Exercise » Can you swap "stack of white plates" for "pile of white plates" in the data, starting at the line with "Can you find the window trim?" and ending at the line with "<point>191,289</point>", and give those lines again with nothing else changed?

(Dataset entries)
####

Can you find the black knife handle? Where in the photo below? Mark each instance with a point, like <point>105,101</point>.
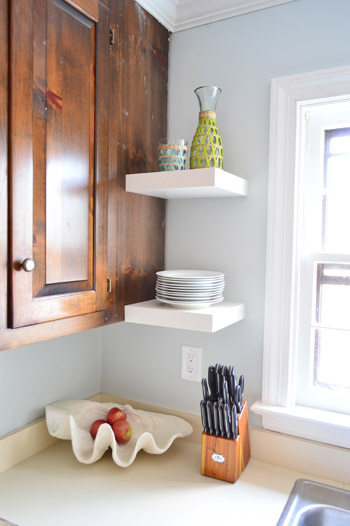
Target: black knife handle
<point>241,383</point>
<point>212,383</point>
<point>238,398</point>
<point>216,418</point>
<point>226,394</point>
<point>205,389</point>
<point>221,419</point>
<point>227,420</point>
<point>209,418</point>
<point>234,422</point>
<point>204,417</point>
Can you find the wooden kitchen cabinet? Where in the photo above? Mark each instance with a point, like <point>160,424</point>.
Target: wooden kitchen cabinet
<point>73,120</point>
<point>59,159</point>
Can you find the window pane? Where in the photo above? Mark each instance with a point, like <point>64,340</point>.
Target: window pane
<point>332,358</point>
<point>333,295</point>
<point>339,144</point>
<point>337,209</point>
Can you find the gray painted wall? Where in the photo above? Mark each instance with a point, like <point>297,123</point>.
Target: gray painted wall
<point>241,55</point>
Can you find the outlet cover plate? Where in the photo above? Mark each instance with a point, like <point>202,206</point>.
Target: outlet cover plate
<point>191,365</point>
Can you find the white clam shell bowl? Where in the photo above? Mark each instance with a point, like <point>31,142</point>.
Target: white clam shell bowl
<point>152,432</point>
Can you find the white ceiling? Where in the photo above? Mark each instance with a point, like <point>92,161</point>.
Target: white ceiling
<point>177,15</point>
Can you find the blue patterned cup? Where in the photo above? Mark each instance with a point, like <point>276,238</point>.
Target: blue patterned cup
<point>172,154</point>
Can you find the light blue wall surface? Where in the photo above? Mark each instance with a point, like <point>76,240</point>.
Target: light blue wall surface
<point>241,55</point>
<point>38,374</point>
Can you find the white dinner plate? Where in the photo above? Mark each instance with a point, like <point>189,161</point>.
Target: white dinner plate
<point>194,305</point>
<point>189,274</point>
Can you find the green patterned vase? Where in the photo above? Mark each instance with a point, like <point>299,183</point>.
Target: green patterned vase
<point>206,149</point>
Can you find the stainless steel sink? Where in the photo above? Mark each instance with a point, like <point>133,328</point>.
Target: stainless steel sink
<point>314,504</point>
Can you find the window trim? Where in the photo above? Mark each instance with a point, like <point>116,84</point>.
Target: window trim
<point>277,408</point>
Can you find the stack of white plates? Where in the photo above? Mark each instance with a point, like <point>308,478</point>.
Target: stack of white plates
<point>191,289</point>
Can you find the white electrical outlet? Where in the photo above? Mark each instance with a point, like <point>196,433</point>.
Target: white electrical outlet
<point>191,367</point>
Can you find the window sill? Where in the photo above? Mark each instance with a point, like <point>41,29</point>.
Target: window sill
<point>314,424</point>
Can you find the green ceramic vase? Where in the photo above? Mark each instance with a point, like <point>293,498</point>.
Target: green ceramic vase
<point>206,149</point>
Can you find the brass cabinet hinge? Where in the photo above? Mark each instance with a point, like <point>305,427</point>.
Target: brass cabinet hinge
<point>109,285</point>
<point>111,37</point>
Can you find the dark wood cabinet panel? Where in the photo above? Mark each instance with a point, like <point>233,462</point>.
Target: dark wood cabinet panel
<point>76,115</point>
<point>138,119</point>
<point>54,55</point>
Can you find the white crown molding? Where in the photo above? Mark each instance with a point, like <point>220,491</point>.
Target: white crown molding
<point>163,10</point>
<point>178,15</point>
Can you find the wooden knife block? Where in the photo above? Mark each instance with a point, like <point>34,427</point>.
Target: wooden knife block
<point>224,458</point>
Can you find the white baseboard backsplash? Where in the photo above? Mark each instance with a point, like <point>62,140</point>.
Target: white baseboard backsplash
<point>287,452</point>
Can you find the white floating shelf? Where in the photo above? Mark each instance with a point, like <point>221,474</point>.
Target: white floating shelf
<point>211,319</point>
<point>183,184</point>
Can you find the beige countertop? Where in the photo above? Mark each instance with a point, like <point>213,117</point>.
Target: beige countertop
<point>52,488</point>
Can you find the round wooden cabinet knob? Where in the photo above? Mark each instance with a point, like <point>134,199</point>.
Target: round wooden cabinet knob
<point>28,265</point>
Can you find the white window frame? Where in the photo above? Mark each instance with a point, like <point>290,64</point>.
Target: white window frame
<point>278,408</point>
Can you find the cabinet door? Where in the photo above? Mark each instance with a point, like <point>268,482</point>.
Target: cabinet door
<point>58,165</point>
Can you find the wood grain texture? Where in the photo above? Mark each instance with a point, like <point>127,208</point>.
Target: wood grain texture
<point>131,102</point>
<point>233,455</point>
<point>3,161</point>
<point>54,176</point>
<point>138,119</point>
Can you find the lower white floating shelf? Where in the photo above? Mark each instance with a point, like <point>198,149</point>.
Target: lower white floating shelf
<point>211,319</point>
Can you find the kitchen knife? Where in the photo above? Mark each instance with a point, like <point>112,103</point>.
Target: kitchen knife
<point>232,387</point>
<point>218,368</point>
<point>227,421</point>
<point>204,417</point>
<point>238,398</point>
<point>221,419</point>
<point>216,418</point>
<point>205,389</point>
<point>234,423</point>
<point>241,383</point>
<point>226,394</point>
<point>212,383</point>
<point>209,418</point>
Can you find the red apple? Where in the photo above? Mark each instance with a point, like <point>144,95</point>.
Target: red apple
<point>122,431</point>
<point>95,426</point>
<point>114,415</point>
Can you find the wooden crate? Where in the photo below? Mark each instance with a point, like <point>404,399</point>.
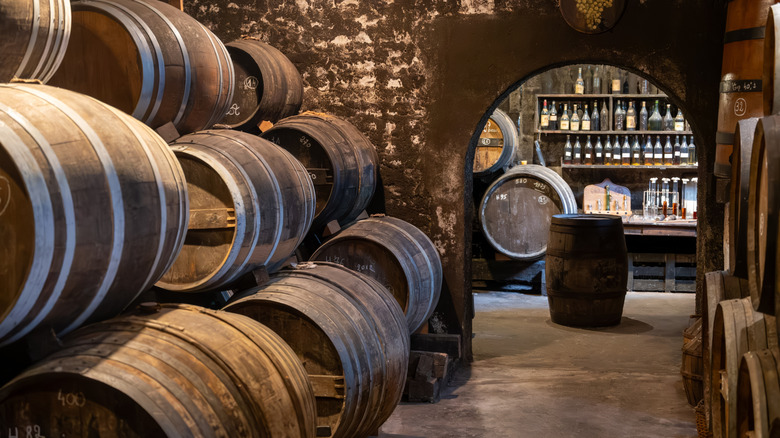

####

Exercise response »
Can you find the window trim? Where in the photo above? Mark each instance with a point, like <point>116,84</point>.
Target: window trim
<point>277,408</point>
Can you find the pile of white plates? Where in the photo above? Mark each instance with a point, like <point>308,478</point>.
Target: pile of white plates
<point>191,289</point>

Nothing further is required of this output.